▶ [SOURCE]:
-- -- --

Wednesday, June 29, 2011

Fancy Meeting You Here

“Things change, people change, hairstyles change, interest rates fluctuate.”

From the movie Top Secret.




I know things change. I also know that the older I get, the less I like it, but I’m trying. It’s easy to accept changes when those changes make sense, for instance requiring first and third base coaches in baseball to wear helmets. It didn’t have an effect on the game or my enjoyment of it, and it protected those men from possible serious injury should a frozen rope catch them unawares.

But when those changes don’t make sense, accepting and participating in them proves a challenge. Right now there is a fundamental change taking place in the very root of the social fabric of our great state. California, perhaps more than any other state, is bound and forever associated with the automobile. We have freeways built for no other reason than to get to other freeways, which then lead to more freeways. We have drive through lanes for everything from burgers to coffee. Lately, I’ve been using the drive through at the Sonic around the corner to get a bag of ice. (Yes drive-in movies are gone, but that is really just a prelude to the inevitable disappearance of movie theaters of all kinds). Businesses that provide an affordable service or product can still go under for no other reason than they didn’t have adequate parking, and nothing is considered more evil to the God given right to go where I want, when I want, in my car than the parking meter. The car is king in the state where the oldest road is called El Camino Real (the King’s Highway).

-- -- --

▶ [RECORD SET]:
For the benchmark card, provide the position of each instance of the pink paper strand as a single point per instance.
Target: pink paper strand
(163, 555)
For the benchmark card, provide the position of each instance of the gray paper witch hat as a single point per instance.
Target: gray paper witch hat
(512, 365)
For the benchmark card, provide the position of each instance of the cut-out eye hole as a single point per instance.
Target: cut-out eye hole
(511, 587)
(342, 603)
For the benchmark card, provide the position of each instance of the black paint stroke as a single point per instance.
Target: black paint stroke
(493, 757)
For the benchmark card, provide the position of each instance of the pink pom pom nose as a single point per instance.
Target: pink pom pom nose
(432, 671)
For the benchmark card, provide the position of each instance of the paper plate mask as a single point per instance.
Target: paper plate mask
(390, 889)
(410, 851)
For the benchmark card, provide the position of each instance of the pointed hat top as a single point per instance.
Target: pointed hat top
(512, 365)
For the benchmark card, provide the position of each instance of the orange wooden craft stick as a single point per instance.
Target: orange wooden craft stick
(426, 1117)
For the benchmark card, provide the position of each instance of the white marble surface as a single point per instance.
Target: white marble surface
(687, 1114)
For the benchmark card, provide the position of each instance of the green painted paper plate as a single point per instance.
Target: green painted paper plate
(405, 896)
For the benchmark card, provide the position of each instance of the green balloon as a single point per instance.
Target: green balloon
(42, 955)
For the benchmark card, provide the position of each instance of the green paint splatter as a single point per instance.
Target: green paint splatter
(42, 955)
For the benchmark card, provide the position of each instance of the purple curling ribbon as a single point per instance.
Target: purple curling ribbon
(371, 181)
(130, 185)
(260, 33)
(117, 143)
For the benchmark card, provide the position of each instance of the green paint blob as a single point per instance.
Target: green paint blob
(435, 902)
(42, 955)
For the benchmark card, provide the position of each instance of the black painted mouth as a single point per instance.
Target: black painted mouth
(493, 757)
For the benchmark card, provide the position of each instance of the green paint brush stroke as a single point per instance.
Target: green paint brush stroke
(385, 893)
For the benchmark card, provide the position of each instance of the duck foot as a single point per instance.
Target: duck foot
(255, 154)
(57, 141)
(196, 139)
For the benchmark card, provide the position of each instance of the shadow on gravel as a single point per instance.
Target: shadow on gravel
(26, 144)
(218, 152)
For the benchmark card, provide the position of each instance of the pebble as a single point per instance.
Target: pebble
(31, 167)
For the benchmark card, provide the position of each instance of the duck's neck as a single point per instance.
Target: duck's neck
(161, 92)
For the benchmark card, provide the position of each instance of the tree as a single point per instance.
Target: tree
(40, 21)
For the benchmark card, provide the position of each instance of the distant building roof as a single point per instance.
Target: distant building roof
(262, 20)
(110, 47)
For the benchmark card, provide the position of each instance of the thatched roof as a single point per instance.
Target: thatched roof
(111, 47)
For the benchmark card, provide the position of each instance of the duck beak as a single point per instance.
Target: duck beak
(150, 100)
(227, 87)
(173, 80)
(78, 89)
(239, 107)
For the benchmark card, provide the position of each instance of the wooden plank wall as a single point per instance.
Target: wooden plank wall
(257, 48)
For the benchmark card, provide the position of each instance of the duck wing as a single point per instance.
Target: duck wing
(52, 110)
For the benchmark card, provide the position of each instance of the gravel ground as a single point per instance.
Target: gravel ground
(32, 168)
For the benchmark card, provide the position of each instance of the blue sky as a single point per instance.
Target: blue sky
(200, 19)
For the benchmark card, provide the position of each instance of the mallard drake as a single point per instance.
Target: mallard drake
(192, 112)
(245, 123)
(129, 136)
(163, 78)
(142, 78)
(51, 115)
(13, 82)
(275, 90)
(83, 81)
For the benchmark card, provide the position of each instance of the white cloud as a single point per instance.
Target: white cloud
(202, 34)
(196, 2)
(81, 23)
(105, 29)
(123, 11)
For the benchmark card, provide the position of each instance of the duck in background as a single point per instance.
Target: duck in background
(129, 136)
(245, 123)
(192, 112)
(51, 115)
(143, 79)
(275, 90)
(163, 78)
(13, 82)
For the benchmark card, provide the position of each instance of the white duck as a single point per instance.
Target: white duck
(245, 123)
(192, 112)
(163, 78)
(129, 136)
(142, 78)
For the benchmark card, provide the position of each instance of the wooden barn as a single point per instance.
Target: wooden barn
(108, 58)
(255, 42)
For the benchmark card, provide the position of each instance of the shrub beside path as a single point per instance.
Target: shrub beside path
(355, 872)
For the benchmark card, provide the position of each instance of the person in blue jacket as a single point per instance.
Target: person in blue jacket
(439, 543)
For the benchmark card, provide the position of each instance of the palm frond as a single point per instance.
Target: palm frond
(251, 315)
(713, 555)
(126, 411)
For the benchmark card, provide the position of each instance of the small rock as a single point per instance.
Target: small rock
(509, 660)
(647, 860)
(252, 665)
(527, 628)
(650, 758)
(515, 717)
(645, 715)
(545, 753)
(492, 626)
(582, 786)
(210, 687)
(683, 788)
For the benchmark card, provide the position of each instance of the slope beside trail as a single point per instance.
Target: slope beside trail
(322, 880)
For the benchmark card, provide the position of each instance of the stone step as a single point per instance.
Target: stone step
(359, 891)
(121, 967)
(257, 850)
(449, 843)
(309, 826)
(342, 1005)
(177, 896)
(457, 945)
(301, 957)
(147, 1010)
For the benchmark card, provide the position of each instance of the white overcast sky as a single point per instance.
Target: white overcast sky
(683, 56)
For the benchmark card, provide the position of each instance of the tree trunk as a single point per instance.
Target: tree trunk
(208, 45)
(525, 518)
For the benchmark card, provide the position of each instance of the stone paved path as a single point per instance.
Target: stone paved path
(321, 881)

-- -- --

▶ [TASK SET]:
[A] Repeat everything from "Wednesday, June 29, 2011" down to "catch them unawares." in the post on California car culture.
[B] Carry on the post on California car culture past its final sentence.
The data can be set aside; nothing here depends on it.

▶ [EXPECTED ANSWERS]:
[A]
Wednesday, June 29, 2011

Fancy Meeting You Here

“Things change, people change, hairstyles change, interest rates fluctuate.”

From the movie Top Secret.




I know things change. I also know that the older I get, the less I like it, but I’m trying. It’s easy to accept changes when those changes make sense, for instance requiring first and third base coaches in baseball to wear helmets. It didn’t have an effect on the game or my enjoyment of it, and it protected those men from possible serious injury should a frozen rope catch them unawares.

[B]
The change I’m talking about is called Fancy Parking. Unlike Fancy Catsup, you can actually see a difference between Fancy Parking and regular parking. Fancy Parking is simply parking backwards, or nose out if you will. What makes it “fancy” is beyond my understanding even though there are dozens of websites devoted to it. The idea behind putting your car, truck, or whatever in butt first is that it makes it easier to pull out when it’s time to leave. Apparently, there has been this consortium of parkers who have had so much trouble using their mirrors and the act of looking over their shoulder to get out of a parking spot, that Fancy Parking became necessary. Now they can get into their car after a visit to the doctor, the movies (while they’re still around), or the mall and just drive away. No more pinning their hopes on that unreliable mirror technology and no more craning and twisting their necks to determine whether or not a flaming gasoline truck is careening through the parking lot.

But aren’t we ignoring the Lincoln Navigator in the room? If these folks are having trouble backing their car from the small parking spot, into the relatively large parking lot, are they not going to have more trouble when doing the opposite? If you can’t use mirrors or turning your head to maneuver from a small space to a large one, how adept are you going to be using those same tools to move from a large space into a small one? To put it another way, being a foot or two off when you slide your car out into the lane is nearly meaningless, but do the opposite and now someone has your blue car’s paint on his white car’s door and vice versa.

I fear I’m tilting at windmills here in my effort to remove, “…so foul a brood from off the face of the earth” as Mr. Cervantes said so eloquently in Don Quixote. Visit any large parking lot today and think about what it looked like 5 years ago and you get a good idea about how many have partaken of the Kool-Aid. At work, we are required to park company vehicles in the Fancy manner. We are also required to put at orange cone at the front and rear bumper. The cones makes sense, they are to force the driver to walk around his van or truck before driving off, so as to make sure there are not pets, children or priceless FabergĂ© eggs that might get crushed upon his departure. But parking backwards? It has no benefits that I can see as I suggested above.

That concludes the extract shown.